Pull out every line of the material below that contains the word "region", copying each line in full.

THE RECORDS
----------

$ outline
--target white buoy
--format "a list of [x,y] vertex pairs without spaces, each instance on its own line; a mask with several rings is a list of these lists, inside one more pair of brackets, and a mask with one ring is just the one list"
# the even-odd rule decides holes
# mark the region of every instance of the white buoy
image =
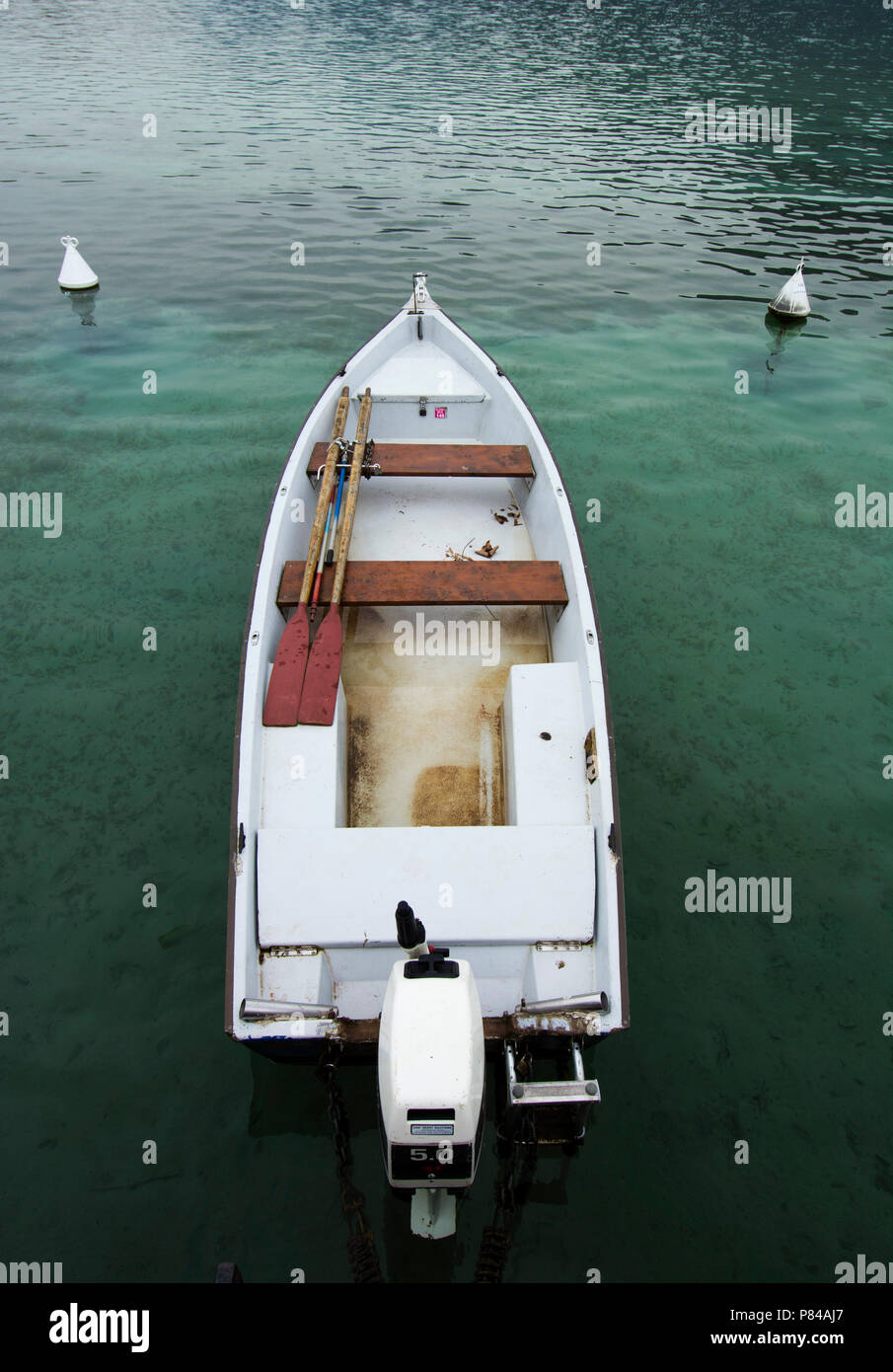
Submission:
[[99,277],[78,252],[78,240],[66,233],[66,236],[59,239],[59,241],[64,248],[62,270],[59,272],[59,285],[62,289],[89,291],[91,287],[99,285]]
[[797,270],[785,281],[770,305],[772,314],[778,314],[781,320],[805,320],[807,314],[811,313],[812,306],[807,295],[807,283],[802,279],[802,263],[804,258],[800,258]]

----------

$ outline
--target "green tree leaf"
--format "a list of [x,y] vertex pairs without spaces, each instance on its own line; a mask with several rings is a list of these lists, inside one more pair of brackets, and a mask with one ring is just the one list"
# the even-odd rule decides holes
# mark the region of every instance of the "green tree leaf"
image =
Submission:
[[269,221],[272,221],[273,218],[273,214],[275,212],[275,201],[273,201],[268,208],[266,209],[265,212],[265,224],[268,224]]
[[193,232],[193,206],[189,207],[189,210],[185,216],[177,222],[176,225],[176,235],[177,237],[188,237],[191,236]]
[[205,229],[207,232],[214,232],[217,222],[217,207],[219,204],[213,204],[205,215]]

----------

TASK ANSWER
# mark the region of every instance of the white buoy
# mark the region of every instance of the "green tree leaf"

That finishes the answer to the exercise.